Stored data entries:
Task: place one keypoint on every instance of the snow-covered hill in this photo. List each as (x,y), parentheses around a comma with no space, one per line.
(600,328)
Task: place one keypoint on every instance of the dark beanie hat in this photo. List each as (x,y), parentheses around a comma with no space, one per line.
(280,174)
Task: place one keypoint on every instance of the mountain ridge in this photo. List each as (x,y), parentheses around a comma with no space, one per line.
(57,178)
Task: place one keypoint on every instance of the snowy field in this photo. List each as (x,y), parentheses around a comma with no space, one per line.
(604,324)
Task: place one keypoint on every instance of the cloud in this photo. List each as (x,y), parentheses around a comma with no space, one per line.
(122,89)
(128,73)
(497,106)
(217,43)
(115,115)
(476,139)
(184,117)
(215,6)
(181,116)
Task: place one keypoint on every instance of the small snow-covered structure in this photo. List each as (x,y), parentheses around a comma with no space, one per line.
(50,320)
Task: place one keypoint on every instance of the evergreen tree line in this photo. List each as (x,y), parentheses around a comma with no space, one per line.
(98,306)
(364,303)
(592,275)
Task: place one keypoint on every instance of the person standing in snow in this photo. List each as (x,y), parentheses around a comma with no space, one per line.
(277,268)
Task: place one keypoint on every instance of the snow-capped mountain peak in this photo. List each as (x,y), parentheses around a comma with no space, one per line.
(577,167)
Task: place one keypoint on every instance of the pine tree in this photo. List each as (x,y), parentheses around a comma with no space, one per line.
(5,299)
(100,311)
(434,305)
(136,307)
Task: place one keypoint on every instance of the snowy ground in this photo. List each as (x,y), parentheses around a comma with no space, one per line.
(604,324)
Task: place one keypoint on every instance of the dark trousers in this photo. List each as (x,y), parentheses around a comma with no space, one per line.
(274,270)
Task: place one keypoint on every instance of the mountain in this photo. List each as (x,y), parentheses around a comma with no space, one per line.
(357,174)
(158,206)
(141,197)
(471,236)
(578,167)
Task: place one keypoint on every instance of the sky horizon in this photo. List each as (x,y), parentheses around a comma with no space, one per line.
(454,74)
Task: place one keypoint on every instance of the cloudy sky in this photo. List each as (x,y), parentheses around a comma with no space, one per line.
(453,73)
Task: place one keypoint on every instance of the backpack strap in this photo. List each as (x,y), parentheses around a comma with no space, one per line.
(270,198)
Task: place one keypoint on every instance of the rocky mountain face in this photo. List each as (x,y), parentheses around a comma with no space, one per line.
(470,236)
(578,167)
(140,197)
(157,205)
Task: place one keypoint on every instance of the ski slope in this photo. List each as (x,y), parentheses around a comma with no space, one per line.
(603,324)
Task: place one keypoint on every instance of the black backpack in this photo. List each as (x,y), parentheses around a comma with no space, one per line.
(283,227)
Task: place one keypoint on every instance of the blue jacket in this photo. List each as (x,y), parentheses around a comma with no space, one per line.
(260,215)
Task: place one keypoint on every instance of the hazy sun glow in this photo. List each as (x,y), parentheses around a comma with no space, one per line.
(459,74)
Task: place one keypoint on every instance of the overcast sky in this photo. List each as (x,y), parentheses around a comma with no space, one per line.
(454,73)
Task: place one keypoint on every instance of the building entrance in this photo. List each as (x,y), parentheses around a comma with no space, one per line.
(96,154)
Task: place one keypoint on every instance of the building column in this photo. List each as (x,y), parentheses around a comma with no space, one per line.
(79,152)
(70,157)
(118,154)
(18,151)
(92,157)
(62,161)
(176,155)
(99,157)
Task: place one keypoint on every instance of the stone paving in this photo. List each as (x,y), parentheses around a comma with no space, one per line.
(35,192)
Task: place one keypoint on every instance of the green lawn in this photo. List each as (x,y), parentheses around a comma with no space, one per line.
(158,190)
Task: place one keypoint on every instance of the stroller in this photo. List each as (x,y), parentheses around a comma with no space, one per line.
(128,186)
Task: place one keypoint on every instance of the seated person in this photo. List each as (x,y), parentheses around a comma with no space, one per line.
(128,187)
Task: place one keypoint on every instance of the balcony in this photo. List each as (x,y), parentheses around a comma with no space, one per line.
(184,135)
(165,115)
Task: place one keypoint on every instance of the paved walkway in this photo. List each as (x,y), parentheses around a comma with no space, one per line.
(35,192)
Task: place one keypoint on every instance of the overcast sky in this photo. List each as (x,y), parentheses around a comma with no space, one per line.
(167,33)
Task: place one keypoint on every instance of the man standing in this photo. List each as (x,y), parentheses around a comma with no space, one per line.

Work instructions: In the lines above, every record is to be repeated exactly.

Reply to the exercise:
Task: place one keypoint on every instance of the snow-covered hill in this photo. List each as (x,y), parentheses around a comma with no space, one per line.
(600,328)
Task: place one keypoint on every instance of the dark beanie hat in this photo. List each as (x,y), parentheses around a comma with no space, one per line.
(280,174)
Task: place one keypoint on every instance of the mountain ridge in this photo. List each as (x,y), parentheses around a comma with no space, one per line.
(57,178)
Task: place one keypoint on every instance of the snowy field in this photo. List each as (x,y), parentheses around a comma with no space, one per line.
(604,324)
Task: place one keypoint on every instance of the cloud in this photo. List each as (x,y), parentheses around a comma with no space, one per line.
(122,89)
(128,73)
(497,106)
(217,43)
(115,115)
(476,139)
(184,117)
(215,6)
(181,116)
Task: place one keypoint on every instance of the small snow-covered structure in this photo. List each as (x,y), parentheses around a comma with no space, one per line.
(50,320)
Task: place one keypoint on every instance of the evergreen tree line in this photo. List each as (x,y), parentheses around a comma with no space, one per line.
(98,306)
(364,303)
(592,275)
Task: place one keypoint on every instance of the person standing in snow in this photo. List each as (x,y), parentheses around a comma with no space, one per line.
(277,268)
Task: place one keypoint on every instance of the snow-capped mountain peak in this photo. List each as (x,y), parentheses around a comma with no space, one per line.
(577,167)
Task: place one keypoint on every instance of the pine tree in this photo. List each as (x,y), parentheses around a comma with no space, one per line.
(5,299)
(100,311)
(434,305)
(136,307)
Task: place one keypoint on every instance of the snowy ground in this photo. List each as (x,y), parentheses around a comma with no space, one per line.
(604,324)
Task: place one keypoint on every instance of the dark trousers in this photo. List each as (x,y), parentheses around a comma with no space, one per line.
(274,270)
Task: place one keypoint on every instance of the mountain in this photo. List each as (x,y), parentheses around a comma with no space, one per line.
(357,174)
(158,206)
(141,197)
(471,236)
(578,167)
Task: place one keypoint on every instance of the sky horizon in this photo. List each as (x,y), parentheses around a comma with no space, one per line.
(454,74)
Task: place one keypoint on every instance of the cloudy sky in this photo. List each as (x,y), parentheses around a comma with no space, one per line.
(453,73)
Task: place one keypoint on every instance of the backpack strap in this photo. List each as (x,y), parentheses around a comma with no space, one per line.
(270,198)
Task: place one keypoint on every instance of the rocky mountain face in this photo. List each as (x,y), parentheses around a comma with no space, one per line.
(470,236)
(578,167)
(140,197)
(157,205)
Task: place one keypoint on every instance of the ski slope in this photo. List each as (x,y), parentheses around a comma with no space, one per line.
(603,324)
Task: place one keypoint on every instance of the black backpack in this photo. List each as (x,y), parentheses around a comma with no space, one per line.
(283,227)
Task: place one keypoint on every instance of the blue jacket in this photo. List each as (x,y), parentheses around a comma with no space, one per line.
(260,215)
Task: place one keypoint on every instance of the hazy sun glow in this photo. List each as (x,y), parentheses around a comma with no space, one per line.
(459,74)
Task: place one keypoint on every instance of the overcast sky in this photo. List each as (x,y), parentheses around a comma with no space, one per line.
(454,73)
Task: place one keypoint on every instance of the building entrance in this photo. List each as (x,y), parentheses around a comma with no space, one per line.
(96,154)
Task: place one keypoint on every instance of the building column in this photo. List each as (x,y), parentheses around a comma with no space, one per line.
(79,152)
(70,157)
(118,154)
(18,151)
(92,157)
(62,161)
(176,155)
(99,157)
Task: place one keypoint on every instance of the stone paving in this photo. List each as (x,y), parentheses around a comma with no space, one per line.
(35,192)
Task: place one keypoint on every instance of the green lawn in this photo. List each as (x,y), parentheses around a comma with no space, one per line.
(158,190)
Task: place one keypoint on every instance of the stroller in this photo. List each as (x,y), parentheses around a comma with no space, one per line.
(128,186)
Task: place one keypoint on every instance of the seated person in this photo. List each as (x,y), parentheses around a comma with no space, one per line.
(128,187)
Task: place one keypoint on every instance of the balcony in this photo. List each as (x,y), parentheses around a comma with no space, one per line.
(184,135)
(165,115)
Task: place one keypoint on every instance of the paved walkway in this photo. List each as (x,y), parentheses around a comma with no space, one per line.
(35,192)
Task: place one keypoint on every instance of the overcast sky in this photo. List each as (x,y), parentheses around a comma with no space, one per line.
(167,33)
Task: place one keypoint on every instance of the man standing in this photo. List each as (x,y), parentheses around a comma with no space, one per line.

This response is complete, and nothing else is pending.